*** Opening Dataset records ***

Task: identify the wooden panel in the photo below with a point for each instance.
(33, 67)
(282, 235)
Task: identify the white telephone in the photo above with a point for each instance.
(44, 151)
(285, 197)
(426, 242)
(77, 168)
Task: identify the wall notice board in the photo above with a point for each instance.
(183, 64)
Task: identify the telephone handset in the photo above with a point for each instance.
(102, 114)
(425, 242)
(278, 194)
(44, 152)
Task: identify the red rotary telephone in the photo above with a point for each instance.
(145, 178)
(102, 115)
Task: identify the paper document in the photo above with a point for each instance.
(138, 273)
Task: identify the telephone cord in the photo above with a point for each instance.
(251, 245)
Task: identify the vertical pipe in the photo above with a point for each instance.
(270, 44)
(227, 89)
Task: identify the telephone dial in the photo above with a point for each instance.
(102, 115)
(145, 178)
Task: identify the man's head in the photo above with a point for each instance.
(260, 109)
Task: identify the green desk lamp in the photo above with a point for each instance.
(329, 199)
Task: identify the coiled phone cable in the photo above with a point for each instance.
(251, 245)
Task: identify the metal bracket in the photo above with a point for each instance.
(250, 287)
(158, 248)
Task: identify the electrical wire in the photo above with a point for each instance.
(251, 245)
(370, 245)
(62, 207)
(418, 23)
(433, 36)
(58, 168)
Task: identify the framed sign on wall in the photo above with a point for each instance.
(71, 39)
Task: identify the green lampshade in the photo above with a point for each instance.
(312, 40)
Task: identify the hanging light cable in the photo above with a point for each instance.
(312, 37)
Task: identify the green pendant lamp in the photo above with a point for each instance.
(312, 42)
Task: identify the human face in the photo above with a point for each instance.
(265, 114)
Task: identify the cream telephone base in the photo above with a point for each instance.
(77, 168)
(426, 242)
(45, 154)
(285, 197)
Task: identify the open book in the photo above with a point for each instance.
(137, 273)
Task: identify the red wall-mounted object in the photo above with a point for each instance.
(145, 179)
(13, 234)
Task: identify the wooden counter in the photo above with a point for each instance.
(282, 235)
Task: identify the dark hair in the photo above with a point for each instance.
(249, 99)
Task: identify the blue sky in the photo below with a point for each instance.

*** Closing Dataset records ***
*** Opening Dataset records ***

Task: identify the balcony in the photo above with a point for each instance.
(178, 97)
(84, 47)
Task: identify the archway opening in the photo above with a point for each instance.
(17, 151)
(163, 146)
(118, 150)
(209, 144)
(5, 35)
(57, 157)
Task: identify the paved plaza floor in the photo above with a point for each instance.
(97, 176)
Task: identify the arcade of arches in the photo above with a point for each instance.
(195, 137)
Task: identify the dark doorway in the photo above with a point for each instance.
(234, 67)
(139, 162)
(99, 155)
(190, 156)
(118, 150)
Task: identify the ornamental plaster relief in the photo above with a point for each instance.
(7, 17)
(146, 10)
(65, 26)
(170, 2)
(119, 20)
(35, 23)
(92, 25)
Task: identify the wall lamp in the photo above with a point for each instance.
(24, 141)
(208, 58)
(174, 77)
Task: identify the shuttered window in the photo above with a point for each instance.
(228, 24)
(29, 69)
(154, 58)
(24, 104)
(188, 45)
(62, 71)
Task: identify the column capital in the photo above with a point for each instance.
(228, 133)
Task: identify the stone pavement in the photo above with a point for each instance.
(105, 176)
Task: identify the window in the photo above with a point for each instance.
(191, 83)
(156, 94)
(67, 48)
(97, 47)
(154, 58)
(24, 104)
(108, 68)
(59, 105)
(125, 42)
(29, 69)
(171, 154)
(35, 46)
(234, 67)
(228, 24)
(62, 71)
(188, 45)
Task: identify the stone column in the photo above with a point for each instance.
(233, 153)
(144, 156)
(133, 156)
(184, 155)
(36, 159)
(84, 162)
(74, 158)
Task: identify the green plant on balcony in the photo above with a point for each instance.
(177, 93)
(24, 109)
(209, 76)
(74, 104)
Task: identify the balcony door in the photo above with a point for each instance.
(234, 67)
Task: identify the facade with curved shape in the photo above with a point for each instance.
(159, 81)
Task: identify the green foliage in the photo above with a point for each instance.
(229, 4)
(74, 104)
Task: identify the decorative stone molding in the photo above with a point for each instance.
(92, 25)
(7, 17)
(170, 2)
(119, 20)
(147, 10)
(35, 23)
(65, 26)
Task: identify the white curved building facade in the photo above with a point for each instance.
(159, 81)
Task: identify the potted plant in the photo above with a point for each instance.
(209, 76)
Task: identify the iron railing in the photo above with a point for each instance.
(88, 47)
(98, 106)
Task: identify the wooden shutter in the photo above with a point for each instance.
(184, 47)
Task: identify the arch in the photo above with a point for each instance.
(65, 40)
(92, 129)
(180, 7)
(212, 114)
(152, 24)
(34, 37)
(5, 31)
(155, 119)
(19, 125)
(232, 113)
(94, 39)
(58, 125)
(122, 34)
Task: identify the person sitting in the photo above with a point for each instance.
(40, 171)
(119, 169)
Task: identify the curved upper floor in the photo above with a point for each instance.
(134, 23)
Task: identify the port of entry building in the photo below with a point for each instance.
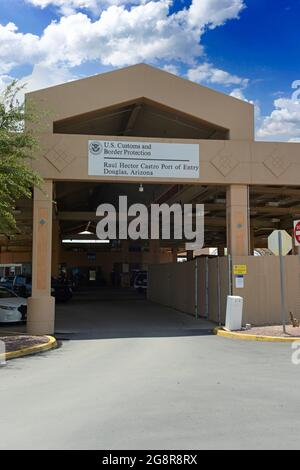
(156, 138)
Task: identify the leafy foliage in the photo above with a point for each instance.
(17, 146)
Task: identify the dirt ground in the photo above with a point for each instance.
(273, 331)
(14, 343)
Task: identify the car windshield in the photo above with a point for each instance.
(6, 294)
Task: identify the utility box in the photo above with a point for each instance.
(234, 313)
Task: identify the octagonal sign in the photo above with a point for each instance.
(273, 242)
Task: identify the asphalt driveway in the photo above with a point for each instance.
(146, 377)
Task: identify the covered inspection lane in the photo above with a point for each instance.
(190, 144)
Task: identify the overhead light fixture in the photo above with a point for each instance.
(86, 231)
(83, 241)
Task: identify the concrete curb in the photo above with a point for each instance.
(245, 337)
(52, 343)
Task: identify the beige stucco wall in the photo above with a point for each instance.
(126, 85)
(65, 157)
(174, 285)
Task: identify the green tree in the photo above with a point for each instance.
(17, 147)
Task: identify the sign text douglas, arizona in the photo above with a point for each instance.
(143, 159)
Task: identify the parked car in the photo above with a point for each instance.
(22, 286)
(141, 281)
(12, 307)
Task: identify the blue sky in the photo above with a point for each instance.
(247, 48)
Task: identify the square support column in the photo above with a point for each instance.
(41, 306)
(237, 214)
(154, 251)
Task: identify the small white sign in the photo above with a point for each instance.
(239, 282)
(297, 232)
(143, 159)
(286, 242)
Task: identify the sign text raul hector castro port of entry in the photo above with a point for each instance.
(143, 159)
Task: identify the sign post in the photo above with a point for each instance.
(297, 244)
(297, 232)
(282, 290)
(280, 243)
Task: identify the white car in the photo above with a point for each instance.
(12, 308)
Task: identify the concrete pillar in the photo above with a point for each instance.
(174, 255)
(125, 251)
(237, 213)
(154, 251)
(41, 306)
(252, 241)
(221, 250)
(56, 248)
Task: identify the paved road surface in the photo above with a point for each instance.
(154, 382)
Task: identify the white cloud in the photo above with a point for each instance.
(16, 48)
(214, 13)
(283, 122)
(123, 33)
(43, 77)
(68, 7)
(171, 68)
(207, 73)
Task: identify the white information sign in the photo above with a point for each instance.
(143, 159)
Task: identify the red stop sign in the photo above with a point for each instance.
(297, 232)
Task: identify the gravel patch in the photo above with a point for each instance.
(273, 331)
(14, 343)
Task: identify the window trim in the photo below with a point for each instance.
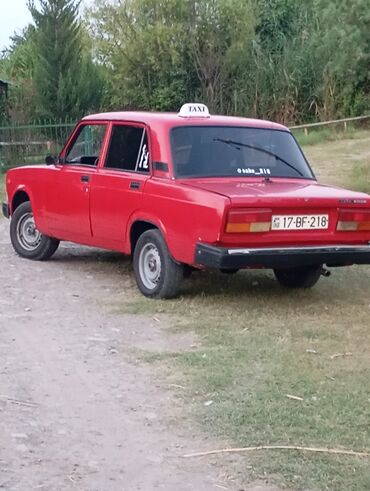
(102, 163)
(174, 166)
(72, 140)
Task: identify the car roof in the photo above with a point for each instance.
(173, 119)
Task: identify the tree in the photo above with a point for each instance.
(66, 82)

*** Closing Dataset records ***
*** Opening Dataset records ***

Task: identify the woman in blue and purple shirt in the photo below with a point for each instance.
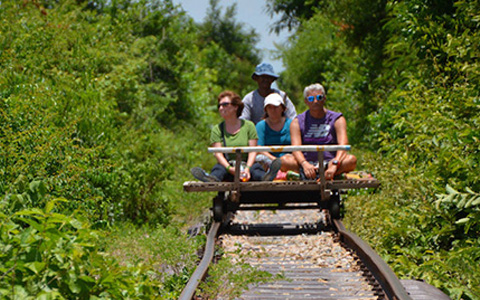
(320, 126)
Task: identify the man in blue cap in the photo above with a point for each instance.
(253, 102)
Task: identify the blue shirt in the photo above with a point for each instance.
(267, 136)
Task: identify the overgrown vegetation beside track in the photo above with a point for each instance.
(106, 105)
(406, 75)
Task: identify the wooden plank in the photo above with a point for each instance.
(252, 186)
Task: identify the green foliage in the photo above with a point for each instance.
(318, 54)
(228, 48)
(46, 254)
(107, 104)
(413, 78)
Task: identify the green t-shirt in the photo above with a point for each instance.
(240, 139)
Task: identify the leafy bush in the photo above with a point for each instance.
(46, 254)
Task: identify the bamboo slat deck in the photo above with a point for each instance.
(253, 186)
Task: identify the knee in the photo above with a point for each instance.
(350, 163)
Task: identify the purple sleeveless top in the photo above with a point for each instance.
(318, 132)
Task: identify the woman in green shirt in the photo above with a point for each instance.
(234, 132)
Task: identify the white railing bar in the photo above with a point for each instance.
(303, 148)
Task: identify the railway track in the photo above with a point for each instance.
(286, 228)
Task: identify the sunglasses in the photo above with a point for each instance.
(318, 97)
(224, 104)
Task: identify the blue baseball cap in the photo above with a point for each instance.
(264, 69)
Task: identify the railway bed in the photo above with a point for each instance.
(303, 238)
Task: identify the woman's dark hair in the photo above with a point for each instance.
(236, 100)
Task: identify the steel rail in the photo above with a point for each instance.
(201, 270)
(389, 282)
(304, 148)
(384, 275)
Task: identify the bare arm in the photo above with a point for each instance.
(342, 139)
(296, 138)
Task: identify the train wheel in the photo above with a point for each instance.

*** Closing Dataset records ***

- _Problem_: Working from the data above, extract solely the lines from the one containing "Task: identify the sunglasses" through the one containing "Task: identify the train", exactly as they appear, both included.

- _Exercise answer_:
Task: identify the sunglasses in the photo above with a point for each instance.
(318, 97)
(224, 104)
Task: identify the blue baseball cap in the photo above with a point for each instance.
(264, 69)
Task: identify the railway bed in the photo above with a point for each instance.
(303, 238)
Task: identify the woman's dark hair in the photo above with a point for each instance.
(236, 100)
Task: identify the steel rail in the photo above with a point for each instance.
(201, 270)
(389, 282)
(304, 148)
(384, 275)
Task: identify the bare arm in the photo above with a point for each instance.
(342, 139)
(296, 138)
Task: identify the train wheel in the photo above with a point for each instance.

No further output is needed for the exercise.